Exercise objective => Reproduce every entry exactly as given.

Free-text object descriptions:
◇ ◇ ◇

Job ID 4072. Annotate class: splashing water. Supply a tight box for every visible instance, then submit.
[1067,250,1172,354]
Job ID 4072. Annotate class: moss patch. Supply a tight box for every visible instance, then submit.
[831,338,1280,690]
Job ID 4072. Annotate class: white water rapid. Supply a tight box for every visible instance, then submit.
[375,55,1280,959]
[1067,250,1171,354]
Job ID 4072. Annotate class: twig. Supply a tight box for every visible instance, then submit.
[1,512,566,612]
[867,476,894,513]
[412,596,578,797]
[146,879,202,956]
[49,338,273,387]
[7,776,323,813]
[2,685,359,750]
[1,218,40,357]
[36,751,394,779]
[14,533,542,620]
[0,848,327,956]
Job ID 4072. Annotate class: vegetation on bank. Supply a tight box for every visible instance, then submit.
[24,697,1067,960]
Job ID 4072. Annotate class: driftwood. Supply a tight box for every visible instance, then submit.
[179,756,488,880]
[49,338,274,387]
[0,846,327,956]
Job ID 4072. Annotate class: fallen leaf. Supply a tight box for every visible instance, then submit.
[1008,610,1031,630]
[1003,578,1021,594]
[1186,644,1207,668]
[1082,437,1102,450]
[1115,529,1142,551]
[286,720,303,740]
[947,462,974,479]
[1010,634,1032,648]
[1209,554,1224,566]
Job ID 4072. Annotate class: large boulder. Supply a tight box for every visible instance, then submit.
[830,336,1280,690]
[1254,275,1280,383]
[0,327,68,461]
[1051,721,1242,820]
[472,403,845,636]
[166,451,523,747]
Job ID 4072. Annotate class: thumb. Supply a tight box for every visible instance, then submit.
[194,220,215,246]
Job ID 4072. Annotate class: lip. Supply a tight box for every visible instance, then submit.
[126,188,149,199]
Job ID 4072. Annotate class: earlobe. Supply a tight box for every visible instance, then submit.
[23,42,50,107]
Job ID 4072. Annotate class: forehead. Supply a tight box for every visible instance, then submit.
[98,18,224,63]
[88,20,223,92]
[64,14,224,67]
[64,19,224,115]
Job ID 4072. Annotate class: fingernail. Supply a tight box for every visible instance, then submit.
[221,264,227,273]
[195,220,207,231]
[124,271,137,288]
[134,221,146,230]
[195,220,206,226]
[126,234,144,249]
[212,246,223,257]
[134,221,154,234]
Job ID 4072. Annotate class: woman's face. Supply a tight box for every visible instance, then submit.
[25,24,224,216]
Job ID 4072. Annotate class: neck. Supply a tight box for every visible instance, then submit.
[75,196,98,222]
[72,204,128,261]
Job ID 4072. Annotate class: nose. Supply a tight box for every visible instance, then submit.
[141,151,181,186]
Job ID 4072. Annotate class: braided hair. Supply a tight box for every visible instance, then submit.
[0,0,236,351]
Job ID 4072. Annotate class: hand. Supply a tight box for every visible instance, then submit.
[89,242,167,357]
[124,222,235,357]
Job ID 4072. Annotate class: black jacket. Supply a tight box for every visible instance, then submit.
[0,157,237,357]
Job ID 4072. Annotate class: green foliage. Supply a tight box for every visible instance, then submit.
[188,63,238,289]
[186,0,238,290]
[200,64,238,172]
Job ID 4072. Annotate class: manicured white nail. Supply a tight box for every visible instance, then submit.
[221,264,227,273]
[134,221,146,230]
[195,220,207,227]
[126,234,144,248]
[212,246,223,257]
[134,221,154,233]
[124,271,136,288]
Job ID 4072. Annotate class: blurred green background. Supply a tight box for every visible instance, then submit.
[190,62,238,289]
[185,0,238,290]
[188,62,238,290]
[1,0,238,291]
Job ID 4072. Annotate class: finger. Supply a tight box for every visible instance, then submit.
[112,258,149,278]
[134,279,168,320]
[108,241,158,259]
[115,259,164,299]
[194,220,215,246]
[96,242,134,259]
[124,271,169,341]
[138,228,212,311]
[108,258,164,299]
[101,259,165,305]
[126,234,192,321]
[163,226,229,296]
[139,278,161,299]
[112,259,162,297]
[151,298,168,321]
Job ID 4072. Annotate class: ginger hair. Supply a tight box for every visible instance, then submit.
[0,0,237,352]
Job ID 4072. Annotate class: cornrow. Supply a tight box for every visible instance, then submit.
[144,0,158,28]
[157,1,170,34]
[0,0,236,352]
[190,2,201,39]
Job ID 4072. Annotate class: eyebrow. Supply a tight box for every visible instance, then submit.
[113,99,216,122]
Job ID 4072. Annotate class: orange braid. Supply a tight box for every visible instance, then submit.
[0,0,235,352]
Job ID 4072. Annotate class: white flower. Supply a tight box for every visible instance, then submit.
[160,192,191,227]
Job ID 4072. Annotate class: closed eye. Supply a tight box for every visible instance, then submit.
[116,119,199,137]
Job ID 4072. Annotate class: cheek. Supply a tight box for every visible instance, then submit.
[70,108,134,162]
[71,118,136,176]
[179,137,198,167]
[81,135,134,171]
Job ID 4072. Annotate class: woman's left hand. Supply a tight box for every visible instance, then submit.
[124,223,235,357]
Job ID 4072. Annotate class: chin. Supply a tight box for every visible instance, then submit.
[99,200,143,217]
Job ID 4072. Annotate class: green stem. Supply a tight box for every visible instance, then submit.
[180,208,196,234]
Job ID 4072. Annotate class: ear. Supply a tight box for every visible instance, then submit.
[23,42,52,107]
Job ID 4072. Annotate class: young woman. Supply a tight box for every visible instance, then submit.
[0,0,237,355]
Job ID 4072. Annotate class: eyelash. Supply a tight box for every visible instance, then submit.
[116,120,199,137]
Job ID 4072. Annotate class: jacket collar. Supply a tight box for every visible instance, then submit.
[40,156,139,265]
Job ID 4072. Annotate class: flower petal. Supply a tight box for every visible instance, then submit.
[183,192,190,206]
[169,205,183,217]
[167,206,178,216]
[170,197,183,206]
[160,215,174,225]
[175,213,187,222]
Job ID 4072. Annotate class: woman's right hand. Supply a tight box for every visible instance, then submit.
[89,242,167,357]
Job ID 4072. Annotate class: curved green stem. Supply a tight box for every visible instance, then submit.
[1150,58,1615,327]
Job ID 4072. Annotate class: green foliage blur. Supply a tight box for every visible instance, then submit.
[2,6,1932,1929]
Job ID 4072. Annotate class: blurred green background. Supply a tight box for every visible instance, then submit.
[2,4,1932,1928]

◇ ◇ ◇

Answer box =>
Job ID 4072. Annotate class: splashing water. Supply a tight box for every visible instance, then submit.
[1067,250,1172,354]
Job ID 4072. Annotate class: moss patch. Supply a tight box for every visible instance, then submit.
[831,338,1280,690]
Job ID 4072. Annotate class: white water rapid. Supply a tight box for every visible instance, then submit.
[375,55,1280,959]
[1067,250,1171,354]
Job ID 4072. Annotate class: twig. Supply a tight box for every visible instance, then submit.
[1,512,566,612]
[867,476,894,513]
[412,596,578,797]
[146,879,202,956]
[49,338,273,387]
[7,776,323,813]
[2,685,359,750]
[1,218,40,357]
[36,751,394,779]
[14,533,542,620]
[0,848,327,956]
Job ID 4072. Annotate class: vegetation on bank. Supply a tight box for every visible instance, then submit.
[24,697,1067,960]
Job ID 4072. Annotate class: driftwood. Supply a tight box for every visible instance, then submit.
[179,756,488,880]
[49,338,274,387]
[0,846,327,956]
Job ID 4072. Annotate class: fallen leaf. Supply a tight box for every visible instance, then submit.
[1008,610,1031,630]
[1003,578,1021,594]
[1186,644,1207,668]
[1082,437,1102,450]
[1115,529,1142,551]
[286,720,303,740]
[947,462,974,479]
[1010,634,1032,648]
[1209,554,1224,566]
Job ID 4072. Annotate class: large boulder. Supply a tight box for every visible instance, then submit.
[830,336,1280,690]
[1254,275,1280,383]
[0,327,68,461]
[1051,721,1242,820]
[472,403,845,636]
[166,451,523,747]
Job ID 4072. Annotate class: thumb. Supply a tight box for every visible instance, then submit.
[194,220,215,246]
Job ID 4072. Annotate class: lip. Supply a tight box for every visible instance, then submit.
[126,188,149,199]
Job ID 4072. Annotate class: earlobe. Supply a tight box for every visible instance, then submit.
[23,42,50,107]
Job ID 4072. Annotate class: forehead. Supply a tight box for every visible instance, then submit.
[98,18,224,63]
[88,20,223,92]
[64,14,224,67]
[64,19,224,115]
Job ID 4072. Annotate class: fingernail. Supply a tight box for every visible instance, then submit.
[221,264,227,273]
[195,220,207,231]
[124,271,137,288]
[134,221,146,230]
[195,220,206,226]
[126,234,144,249]
[212,246,223,257]
[134,221,154,234]
Job ID 4072. Annotate class: woman's face. Supply a tight box for every visible instance, then submit.
[25,24,224,216]
Job ID 4072. Annotate class: neck. Supply a tight box for every visible instance, then submit.
[75,196,98,222]
[72,204,128,261]
Job ID 4072. Annotate class: nose. Supply a tight box for every visible instance, then submit.
[141,151,181,186]
Job ID 4072. Annotate class: braided hair. Supply a tight box for every visible instance, then submit.
[0,0,236,351]
Job ID 4072. Annotate class: hand. Supply a tight box for every visible instance, then submit.
[89,242,167,357]
[124,222,235,357]
Job ID 4072. Annotate class: black jacket. Supply a tight box for every visible instance, then submit.
[0,157,237,357]
Job ID 4072. Annotate class: green foliage. Supply a tight box for every visible instance, then submit.
[188,63,238,289]
[186,0,238,290]
[200,64,238,172]
Job ID 4072. Annotate class: manicured white nail. Supply a tight box for every visible instance, then submit.
[221,264,227,273]
[134,221,146,230]
[195,220,207,227]
[126,234,144,248]
[212,246,223,257]
[134,221,154,233]
[124,271,136,288]
Job ID 4072. Annotate class: blurred green background. Supply a tight box for every visible instance, then submit.
[190,62,238,289]
[185,0,238,290]
[188,62,238,290]
[1,0,238,291]
Job ID 4072. Annotate class: finger. Supply a tight box for every visible instance, then submit.
[112,258,149,278]
[134,279,168,320]
[108,241,158,259]
[115,259,164,299]
[194,220,215,246]
[96,242,134,259]
[124,271,169,341]
[138,228,212,311]
[108,258,164,299]
[101,259,165,305]
[126,234,192,321]
[163,226,229,296]
[139,278,161,299]
[112,259,162,297]
[151,298,168,321]
Job ID 4072. Annotate class: ginger hair. Supply a tight box for every visible instance, then submit.
[0,0,237,352]
Job ID 4072. Annotate class: cornrow. Supply a tight box for every visible instance, then submit.
[144,0,158,28]
[157,1,170,34]
[0,0,236,352]
[190,2,201,39]
Job ID 4072. Annotate class: eyebrow. Supply a tight box for every visible instance, then submit.
[113,99,216,122]
Job ID 4072. Annotate class: orange braid. Supply a tight box for every visible instance, then submit.
[0,0,235,352]
Job ID 4072. Annotate class: white flower. Supply a tight box for every visible instance, then submit.
[160,192,191,227]
Job ID 4072. Annotate class: closed eye. Supply a tight box for every visible instance, then submit.
[116,119,199,137]
Job ID 4072. Annotate class: cheek. Supply a tight box for every visible instance, then submit.
[70,108,134,162]
[71,118,136,176]
[179,137,198,167]
[81,135,134,171]
Job ID 4072. Annotate class: woman's left hand. Supply a tight box for every visible instance, then submit.
[124,223,235,357]
Job ID 4072. Annotate class: chin. Supply a tight box for every visible instance, then submit.
[99,200,143,217]
Job ID 4072. Annotate class: green stem. Supply a tight box for every visible instance, then submit.
[180,208,196,234]
Job ID 4072. Annotate class: ear. Supply a tight box for every visible instance, then submit.
[23,42,52,107]
Job ID 4072. Annotate class: young woman. Supply a tight box for every visible instance, then submit.
[0,0,237,355]
Job ID 4072. Annotate class: eyelash. Supply a tight box for every visible instance, then submit.
[116,120,199,137]
Job ID 4072. Annotate class: jacket collar. Supply a tight box for every visible instance, then submit.
[40,156,139,265]
Job ID 4072. Annotate class: flower petal. Supply a tight box for every visible instance, then submit.
[183,192,190,206]
[169,205,183,217]
[167,206,178,216]
[170,197,183,206]
[160,215,174,225]
[175,213,187,222]
Job ID 4072. Annotate class: woman's right hand. Supply a tight box for every visible instance, then submit.
[89,242,167,357]
Job ID 4072. Annotate class: curved green stem. Supply a tight box for every visible instance, then submit.
[1150,58,1615,327]
Job ID 4072. Annotate class: green foliage blur. Supply a tight box for every visible instance, then submit.
[2,6,1932,1929]
Job ID 4072. Annotate class: blurred green background. Supply a tight box for every visible instance, then submit.
[2,4,1932,1928]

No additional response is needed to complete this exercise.